TASK REQUIREMENTS:
Without altering anything, repeat each of the records.

Pointing dataset excerpts:

------------

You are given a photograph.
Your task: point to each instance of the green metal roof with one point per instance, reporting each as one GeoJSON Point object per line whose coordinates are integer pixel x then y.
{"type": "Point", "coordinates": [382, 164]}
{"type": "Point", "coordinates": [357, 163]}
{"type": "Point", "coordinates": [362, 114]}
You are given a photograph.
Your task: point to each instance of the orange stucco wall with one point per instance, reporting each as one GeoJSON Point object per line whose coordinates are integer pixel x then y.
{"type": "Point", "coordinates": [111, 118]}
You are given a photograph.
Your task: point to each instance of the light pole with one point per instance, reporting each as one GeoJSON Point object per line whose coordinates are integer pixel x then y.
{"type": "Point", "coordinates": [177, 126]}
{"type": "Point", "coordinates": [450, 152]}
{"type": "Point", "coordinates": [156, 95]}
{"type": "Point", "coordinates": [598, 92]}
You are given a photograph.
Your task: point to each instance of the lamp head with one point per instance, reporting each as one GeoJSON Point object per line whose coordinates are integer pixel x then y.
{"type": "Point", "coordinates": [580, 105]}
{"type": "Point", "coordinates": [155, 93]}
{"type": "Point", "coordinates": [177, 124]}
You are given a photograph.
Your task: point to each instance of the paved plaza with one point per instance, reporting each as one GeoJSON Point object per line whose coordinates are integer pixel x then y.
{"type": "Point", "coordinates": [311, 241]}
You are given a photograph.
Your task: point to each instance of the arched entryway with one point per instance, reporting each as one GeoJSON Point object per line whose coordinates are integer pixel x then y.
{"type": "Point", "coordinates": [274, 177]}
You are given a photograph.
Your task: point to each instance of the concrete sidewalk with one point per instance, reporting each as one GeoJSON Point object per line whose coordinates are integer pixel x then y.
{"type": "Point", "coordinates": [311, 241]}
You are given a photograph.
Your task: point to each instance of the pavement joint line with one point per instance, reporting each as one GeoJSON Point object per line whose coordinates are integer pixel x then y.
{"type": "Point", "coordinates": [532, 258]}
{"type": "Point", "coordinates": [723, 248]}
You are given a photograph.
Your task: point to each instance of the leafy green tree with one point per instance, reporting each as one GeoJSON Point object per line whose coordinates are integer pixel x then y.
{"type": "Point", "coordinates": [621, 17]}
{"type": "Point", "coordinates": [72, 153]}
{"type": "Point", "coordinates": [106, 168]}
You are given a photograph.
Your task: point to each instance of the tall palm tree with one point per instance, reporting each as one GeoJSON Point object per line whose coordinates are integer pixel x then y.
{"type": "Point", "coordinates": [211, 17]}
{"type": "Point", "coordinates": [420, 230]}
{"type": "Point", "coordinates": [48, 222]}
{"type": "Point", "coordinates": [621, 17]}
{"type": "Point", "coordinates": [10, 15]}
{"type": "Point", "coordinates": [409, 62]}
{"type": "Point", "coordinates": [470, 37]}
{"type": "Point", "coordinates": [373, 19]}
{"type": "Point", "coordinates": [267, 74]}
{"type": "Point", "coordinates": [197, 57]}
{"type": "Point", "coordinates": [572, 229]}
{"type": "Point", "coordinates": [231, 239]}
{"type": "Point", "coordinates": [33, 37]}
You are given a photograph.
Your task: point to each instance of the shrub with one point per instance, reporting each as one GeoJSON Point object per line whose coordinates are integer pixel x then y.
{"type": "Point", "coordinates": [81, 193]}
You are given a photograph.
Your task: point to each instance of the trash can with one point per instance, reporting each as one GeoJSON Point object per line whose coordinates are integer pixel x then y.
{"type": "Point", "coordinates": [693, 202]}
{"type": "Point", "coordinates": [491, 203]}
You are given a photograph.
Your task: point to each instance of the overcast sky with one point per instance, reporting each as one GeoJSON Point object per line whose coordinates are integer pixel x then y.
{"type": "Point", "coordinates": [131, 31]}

------------

ANSWER TO THE PROBLEM:
You are given a photograph.
Your task: point to each instance of the green metal roof with one point per instance, reporting each as one GeoJSON Point object per line whose coordinates are integer pixel x then y.
{"type": "Point", "coordinates": [382, 164]}
{"type": "Point", "coordinates": [357, 163]}
{"type": "Point", "coordinates": [362, 114]}
You are given a photograph.
Your task: point to each instance of the orange stucco wall with one point per instance, reporting each as one GeoJSON Point object per line whose coordinates are integer pixel x then y.
{"type": "Point", "coordinates": [111, 118]}
You are given a photograph.
Your task: point to each instance of the light pole with one point per instance, reporting each as one GeoJSON Point object per line whose coordinates are integer pixel x then y.
{"type": "Point", "coordinates": [177, 126]}
{"type": "Point", "coordinates": [450, 152]}
{"type": "Point", "coordinates": [156, 95]}
{"type": "Point", "coordinates": [598, 92]}
You are given a photograph.
Your task: point to each instance of the lamp head with one point per instance, reporting each as one GeoJSON Point object per line whose coordinates are integer pixel x then y.
{"type": "Point", "coordinates": [580, 105]}
{"type": "Point", "coordinates": [155, 93]}
{"type": "Point", "coordinates": [177, 124]}
You are given a photograph.
Your task: point to each instance of the paved plaza with one point per instance, reporting each as one GeoJSON Point object per line whose coordinates are integer pixel x then y.
{"type": "Point", "coordinates": [311, 241]}
You are given a photograph.
Your task: point to each instance of the arched entryway with one point per instance, reporting each as one GeoJSON Point object per line whose coordinates are integer pixel x then y.
{"type": "Point", "coordinates": [274, 177]}
You are given a photograph.
Your task: point to each instance of the concrete sidewalk with one point per instance, reporting each as one GeoJSON Point object per line whose coordinates are integer pixel x then y.
{"type": "Point", "coordinates": [311, 241]}
You are given a photograph.
Your task: point to each instance of the pavement joint line with one point per instance, reporting each as one GeoJSON Point object per line whose coordinates are integer pixel x then y.
{"type": "Point", "coordinates": [532, 258]}
{"type": "Point", "coordinates": [723, 248]}
You are given a photograph.
Your task: point to each instance of the leafy green tree with one point per instance, reporting each as one GeoJSON Point object per line whose coordinates are integer pixel x then y.
{"type": "Point", "coordinates": [621, 17]}
{"type": "Point", "coordinates": [72, 153]}
{"type": "Point", "coordinates": [106, 168]}
You are given a photograph.
Your task: point to each instance of the tall palm tree with one point per instance, reporting each as one GeoJSON Point object per line whose coordinates are integer pixel x then y.
{"type": "Point", "coordinates": [211, 17]}
{"type": "Point", "coordinates": [420, 230]}
{"type": "Point", "coordinates": [48, 222]}
{"type": "Point", "coordinates": [621, 17]}
{"type": "Point", "coordinates": [10, 15]}
{"type": "Point", "coordinates": [409, 62]}
{"type": "Point", "coordinates": [470, 37]}
{"type": "Point", "coordinates": [373, 19]}
{"type": "Point", "coordinates": [267, 74]}
{"type": "Point", "coordinates": [197, 57]}
{"type": "Point", "coordinates": [572, 229]}
{"type": "Point", "coordinates": [231, 239]}
{"type": "Point", "coordinates": [33, 37]}
You are given a photograph.
Your task: point to each instance of the shrub with one point per instance, reporting each as one GeoJSON Point object per line whose coordinates are integer pixel x then y.
{"type": "Point", "coordinates": [81, 193]}
You are given a photograph.
Your task: point to each instance of the trash can with one point per instance, reporting each as one GeoJSON Point object per line whose coordinates are integer pixel x then y.
{"type": "Point", "coordinates": [693, 202]}
{"type": "Point", "coordinates": [491, 203]}
You are given a photograph.
Your task: point to each instance of the overcast sky with one point per instance, reporting each as one GeoJSON Point object per line whose coordinates are integer pixel x then y.
{"type": "Point", "coordinates": [131, 31]}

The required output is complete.